- [WORK INSTRUCTIONS]:
Please restate each entry that follows word for word.
══ EXCERPTED DATA ══
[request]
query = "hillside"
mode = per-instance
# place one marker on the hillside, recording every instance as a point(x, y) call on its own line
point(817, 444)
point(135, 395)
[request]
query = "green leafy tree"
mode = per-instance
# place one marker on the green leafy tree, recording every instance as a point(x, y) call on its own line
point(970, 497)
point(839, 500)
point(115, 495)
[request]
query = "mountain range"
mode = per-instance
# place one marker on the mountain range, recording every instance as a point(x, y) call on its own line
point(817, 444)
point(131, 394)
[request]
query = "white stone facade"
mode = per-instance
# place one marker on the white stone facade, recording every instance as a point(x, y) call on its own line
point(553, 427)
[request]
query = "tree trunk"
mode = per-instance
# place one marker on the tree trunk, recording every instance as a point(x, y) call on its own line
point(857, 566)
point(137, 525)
═══
- [RESPONSE TO THE EXERCISE]:
[request]
query = "hillside"
mode = per-instance
# place one marker on the hillside, recording every instance as a point(x, y) call on its own line
point(817, 444)
point(135, 395)
[request]
query = "green leafy tree"
mode = per-instance
# place one marker on the green leafy tree, recording every instance as a point(x, y) call on its own line
point(970, 497)
point(839, 500)
point(115, 495)
[request]
query = "mountain range"
mode = per-instance
# place one marker on the mountain range, recording every instance as a point(x, y) call on its own line
point(817, 444)
point(131, 394)
[request]
query = "white stone facade"
mode = per-instance
# place one marker on the white stone facade, recording every instance as a point(x, y) call on its own line
point(553, 427)
[request]
query = "tree trunk"
mode = per-instance
# place one marker on the tree trunk, recording every instance as a point(x, y) call on its own line
point(857, 566)
point(137, 525)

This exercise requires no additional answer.